Süper Lig’in 27’nci haftasında Fenerbahçe, Beşiktaş mağlubiyetiyle zirve yarışında ağır bir yara aldı. Sarı-lacivertlilerin mağlubiyetini ve bu sezon büyük maçlarda gösterdiği performansı spor yazarları değerlendirdi.
Milliyet Gazetesi yazarlarından Ercan Güven maçın ardından Arda Güler’in performansı hakkında dikkat çeken ifadeler kullandı. Öte yandan Şansal Büyüka, Jorge Jesus’un tercihlerini yerli teknik adamlar üzerinden yorumladı.
İşte Fenerbahçe – Beşiktaş derbisi sonrası yapılan değerlendirmeler…
TÜKENİŞ! / ERCAN GÜVEN (MİLLİYET)
Beşiktaş açısından ne kadar değerli, sıra dışı, özel bir zafer ise Fenerbahçe için o denli feci, tarihi, yıkıcı bir hezimettir dünkü derbi.
Mazeretsiz, kaytarmasız, futbolcuları, teknik kadrosu ve yönetimi ile birlikte tükenişi ve bu sezonu kapatışıdır.
Yenilenin, hatta berabere kalanın aynı zamanda sezonu kaybedeceği bir derbi olunca endişe, korku baskın çıktı, maç futbolsuz başladı… Sık sık oyun durdu; öyle ki ilk çeyrekte toplasanız beş dakika futbol oynanmadı. Sahadaki aksiyonlar sadece faulle sınırlı kaldı.
Fenerbahçe biraz daha baskın gördüyse sebebi Şenol Güneş’ten sadece “önde basın, arkaya top atın” taktiği almış gibi oynayan Beşiktaş’ın bu iki eylemi de hakkıyla yapamamasıydı. Sebeplerden ilki çok etkisiz bir 45 dakika oynayan Ghezzal’dı ki, ikinci yarıda yerini Maxim’e bıraktı.
Jorge Jesus, kadroyu yaparken Arda’yı ilk kez bir derbide onbire koyup, Zajc-Crespo- İrfan Can kenarda otururken Mert Hakan’ı orta sahaya, etkisiz santrafor Pedro’yu Valencia’nın yanına koyarak yeni eleştiri alanları açmıştı.
Ancak, Arda ve Mert Hakan özelinde eleştiriler haksızdı…
Bir kere Mert Hakan bir takım için derbide gereken futbolcuların ilk sırasındaydı, çünkü skora itiraz eden, takım ruhunu diri tutan, tribünler ile bağ kuran adamdı ama çökmüş takımı kim kurtarabilirdi ki?.

§ Verilen bilgiler:

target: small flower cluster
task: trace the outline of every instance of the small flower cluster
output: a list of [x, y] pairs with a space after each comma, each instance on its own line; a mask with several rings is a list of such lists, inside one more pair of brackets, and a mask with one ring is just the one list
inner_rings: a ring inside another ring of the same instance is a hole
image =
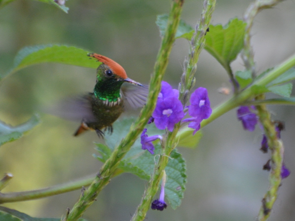
[[[156, 127], [160, 130], [167, 129], [172, 132], [174, 125], [179, 122], [185, 115], [183, 107], [178, 100], [179, 92], [173, 89], [170, 84], [166, 82], [162, 82], [161, 92], [159, 94], [156, 108], [153, 111], [148, 123], [153, 122]], [[191, 95], [190, 101], [191, 105], [188, 107], [188, 113], [192, 117], [183, 120], [183, 122], [190, 122], [188, 127], [195, 129], [194, 135], [200, 130], [201, 122], [207, 119], [212, 113], [210, 107], [210, 101], [207, 89], [204, 87], [197, 89]], [[154, 147], [152, 141], [162, 137], [156, 135], [148, 137], [146, 134], [147, 129], [143, 131], [141, 140], [142, 149], [148, 150], [153, 154]]]
[[[251, 107], [251, 110], [248, 107], [241, 106], [237, 110], [237, 118], [242, 121], [243, 127], [245, 130], [253, 131], [255, 129], [255, 126], [257, 124], [258, 120], [256, 114], [252, 112], [255, 110], [254, 107]], [[252, 110], [252, 111], [251, 111]], [[280, 122], [276, 122], [276, 123], [275, 130], [276, 131], [276, 136], [278, 138], [281, 138], [281, 131], [284, 129], [283, 124]], [[268, 150], [268, 144], [267, 143], [267, 139], [265, 135], [263, 135], [262, 141], [261, 141], [261, 148], [260, 150], [264, 153], [267, 153]], [[270, 170], [270, 160], [267, 161], [263, 166], [263, 169]], [[290, 174], [290, 171], [283, 163], [282, 169], [281, 170], [281, 177], [282, 179], [284, 179], [289, 176]]]

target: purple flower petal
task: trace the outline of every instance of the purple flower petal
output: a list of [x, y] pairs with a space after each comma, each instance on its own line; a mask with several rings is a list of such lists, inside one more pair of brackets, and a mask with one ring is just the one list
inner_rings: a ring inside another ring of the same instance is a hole
[[290, 175], [290, 173], [291, 172], [288, 169], [285, 165], [283, 164], [282, 170], [281, 170], [281, 177], [282, 177], [282, 179], [286, 178]]

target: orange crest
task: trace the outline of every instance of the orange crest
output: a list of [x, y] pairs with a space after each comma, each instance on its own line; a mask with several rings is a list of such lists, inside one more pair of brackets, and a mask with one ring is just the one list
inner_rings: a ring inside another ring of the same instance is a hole
[[109, 58], [108, 57], [95, 53], [89, 53], [87, 55], [89, 57], [94, 57], [98, 60], [99, 61], [106, 64], [112, 69], [116, 75], [122, 79], [126, 79], [127, 78], [126, 72], [125, 71], [125, 70], [124, 70], [124, 68], [111, 58]]

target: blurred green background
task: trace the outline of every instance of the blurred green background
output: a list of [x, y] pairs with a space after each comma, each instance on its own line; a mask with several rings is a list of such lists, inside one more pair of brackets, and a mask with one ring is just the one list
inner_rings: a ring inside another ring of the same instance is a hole
[[[128, 77], [148, 83], [159, 47], [155, 24], [157, 15], [169, 12], [170, 0], [69, 0], [68, 14], [37, 1], [18, 0], [0, 11], [0, 72], [12, 66], [22, 48], [58, 43], [74, 45], [107, 56], [125, 69]], [[212, 24], [224, 25], [241, 18], [252, 1], [217, 1]], [[182, 18], [196, 24], [202, 1], [185, 2]], [[295, 4], [286, 1], [265, 10], [253, 28], [257, 70], [262, 72], [279, 64], [295, 51]], [[164, 80], [176, 87], [189, 43], [176, 41]], [[243, 69], [238, 58], [236, 71]], [[230, 87], [221, 66], [203, 51], [198, 63], [197, 86], [208, 88], [213, 107], [230, 97], [217, 92]], [[42, 123], [16, 141], [0, 148], [0, 174], [14, 178], [4, 192], [22, 191], [66, 182], [97, 172], [101, 164], [95, 153], [94, 133], [78, 138], [72, 134], [79, 123], [40, 111], [43, 107], [72, 94], [92, 91], [94, 70], [56, 64], [28, 67], [9, 76], [0, 86], [0, 119], [16, 125], [35, 112]], [[295, 111], [293, 107], [270, 107], [273, 118], [285, 122], [282, 133], [285, 164], [291, 176], [282, 182], [270, 221], [295, 219]], [[268, 187], [268, 172], [262, 170], [269, 154], [259, 150], [262, 132], [243, 130], [231, 111], [204, 129], [197, 148], [181, 149], [187, 164], [188, 183], [184, 199], [176, 211], [150, 211], [149, 221], [255, 220]], [[90, 221], [129, 220], [140, 201], [146, 182], [124, 174], [112, 179], [84, 218]], [[4, 205], [37, 217], [60, 217], [71, 208], [80, 191], [46, 198]]]

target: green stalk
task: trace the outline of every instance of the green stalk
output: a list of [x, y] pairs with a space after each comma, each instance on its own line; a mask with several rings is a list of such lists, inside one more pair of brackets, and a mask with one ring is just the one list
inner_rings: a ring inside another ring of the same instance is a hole
[[154, 67], [154, 73], [150, 81], [149, 92], [147, 104], [142, 110], [141, 114], [130, 128], [129, 132], [117, 147], [110, 158], [105, 162], [98, 176], [89, 187], [81, 194], [78, 202], [74, 205], [65, 219], [67, 221], [75, 221], [81, 217], [85, 210], [95, 200], [101, 190], [110, 181], [113, 173], [117, 168], [120, 161], [130, 150], [153, 111], [161, 89], [161, 82], [168, 63], [168, 58], [175, 40], [175, 35], [179, 21], [182, 0], [173, 2], [167, 29], [164, 37]]
[[[258, 98], [263, 100], [264, 95]], [[266, 220], [270, 215], [270, 211], [275, 201], [279, 187], [281, 185], [281, 170], [283, 164], [284, 146], [283, 142], [277, 137], [274, 124], [270, 117], [270, 114], [265, 105], [256, 107], [259, 119], [263, 125], [265, 135], [267, 138], [267, 144], [271, 153], [271, 170], [269, 175], [268, 190], [262, 200], [262, 205], [259, 211], [259, 221]]]
[[[197, 69], [199, 55], [205, 45], [205, 35], [207, 27], [210, 23], [215, 3], [215, 0], [204, 1], [204, 8], [201, 20], [197, 26], [192, 38], [192, 43], [193, 43], [193, 45], [192, 46], [191, 51], [189, 53], [189, 60], [187, 61], [185, 74], [181, 78], [182, 86], [180, 88], [179, 98], [184, 105], [186, 103], [188, 90], [193, 84], [194, 74]], [[176, 146], [177, 143], [176, 136], [179, 128], [180, 123], [175, 125], [172, 132], [167, 132], [163, 138], [162, 146], [164, 148], [161, 149], [159, 160], [156, 164], [153, 173], [148, 181], [141, 202], [132, 217], [132, 221], [143, 221], [145, 219], [147, 212], [150, 207], [153, 197], [158, 191], [165, 168], [169, 160], [169, 156]]]

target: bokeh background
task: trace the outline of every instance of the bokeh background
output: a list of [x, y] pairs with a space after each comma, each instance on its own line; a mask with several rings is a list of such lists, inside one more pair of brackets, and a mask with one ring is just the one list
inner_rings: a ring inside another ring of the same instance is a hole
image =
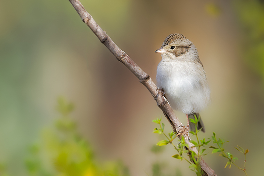
[[[200, 137], [215, 132], [229, 141], [225, 148], [242, 167], [243, 156], [234, 147], [248, 149], [248, 175], [262, 175], [263, 0], [81, 2], [154, 80], [161, 60], [154, 51], [166, 37], [179, 33], [192, 41], [211, 89]], [[172, 146], [152, 152], [162, 139], [152, 133], [152, 120], [162, 117], [168, 132], [169, 124], [68, 1], [2, 1], [0, 23], [0, 175], [99, 176], [101, 168], [120, 176], [195, 175], [171, 157], [176, 154]], [[65, 141], [68, 151], [59, 144]], [[243, 175], [234, 166], [224, 169], [227, 161], [207, 152], [204, 159], [218, 175]], [[82, 157], [88, 154], [93, 156]], [[72, 165], [79, 172], [67, 171]], [[116, 171], [121, 165], [123, 174]]]

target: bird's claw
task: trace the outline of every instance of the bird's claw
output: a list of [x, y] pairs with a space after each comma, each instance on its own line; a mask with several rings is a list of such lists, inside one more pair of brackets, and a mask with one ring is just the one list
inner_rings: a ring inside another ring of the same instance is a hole
[[190, 126], [188, 125], [186, 127], [183, 125], [180, 125], [179, 126], [179, 127], [182, 127], [181, 128], [181, 130], [179, 131], [178, 133], [179, 135], [181, 135], [183, 136], [183, 137], [185, 137], [185, 136], [187, 135], [188, 137], [188, 141], [190, 141], [191, 140], [191, 138], [190, 138], [190, 135], [189, 135], [189, 131], [190, 131]]
[[157, 100], [157, 98], [158, 97], [158, 94], [161, 94], [161, 96], [164, 95], [165, 94], [165, 92], [164, 91], [164, 90], [163, 90], [163, 89], [162, 88], [157, 88], [157, 90], [158, 90], [158, 93], [157, 93], [156, 96], [155, 96], [155, 97], [154, 97], [155, 100]]

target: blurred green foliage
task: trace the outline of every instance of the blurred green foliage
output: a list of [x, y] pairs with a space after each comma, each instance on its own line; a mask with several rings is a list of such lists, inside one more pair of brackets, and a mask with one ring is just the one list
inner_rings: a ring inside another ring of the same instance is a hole
[[55, 125], [43, 131], [41, 142], [29, 148], [25, 164], [30, 176], [130, 176], [121, 161], [97, 163], [91, 145], [76, 130], [70, 113], [73, 104], [58, 99], [61, 116]]
[[264, 2], [236, 0], [234, 6], [245, 35], [242, 57], [264, 78]]

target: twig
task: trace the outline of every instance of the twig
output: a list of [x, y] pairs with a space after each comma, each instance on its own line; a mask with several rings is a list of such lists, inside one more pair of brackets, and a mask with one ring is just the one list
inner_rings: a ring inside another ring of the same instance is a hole
[[[92, 16], [87, 12], [79, 0], [69, 0], [69, 1], [80, 15], [83, 21], [97, 36], [101, 42], [109, 49], [118, 61], [124, 64], [138, 78], [140, 83], [148, 88], [152, 96], [155, 98], [157, 106], [162, 110], [165, 117], [171, 124], [173, 131], [178, 133], [184, 130], [182, 126], [182, 124], [176, 117], [167, 100], [160, 93], [156, 86], [153, 82], [150, 76], [144, 72], [125, 52], [121, 50], [115, 44], [108, 35], [95, 22]], [[158, 95], [157, 96], [158, 94]], [[181, 135], [179, 135], [178, 137], [180, 139], [181, 138]], [[189, 142], [187, 135], [185, 137], [185, 143], [188, 144], [189, 146], [187, 150], [192, 150], [198, 154], [198, 151], [194, 147], [194, 144]], [[199, 165], [203, 171], [203, 176], [217, 176], [214, 170], [207, 165], [202, 158], [201, 158]]]

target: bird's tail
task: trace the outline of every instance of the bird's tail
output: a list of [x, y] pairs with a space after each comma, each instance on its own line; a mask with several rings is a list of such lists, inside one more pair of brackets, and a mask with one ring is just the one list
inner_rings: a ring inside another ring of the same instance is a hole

§ Görev:
Derbi yazısındaki "Jorge Jesus, kadroyu" kısmından "eleştiri alanları açmıştı." kısmına kadar olan bölümü hiç değiştirmeden kopyala.

§ Yazılı cevap:
Jorge Jesus, kadroyu yaparken Arda’yı ilk kez bir derbide onbire koyup, Zajc-Crespo- İrfan Can kenarda otururken Mert Hakan’ı orta sahaya, etkisiz santrafor Pedro’yu Valencia’nın yanına koyarak yeni eleştiri alanları açmıştı.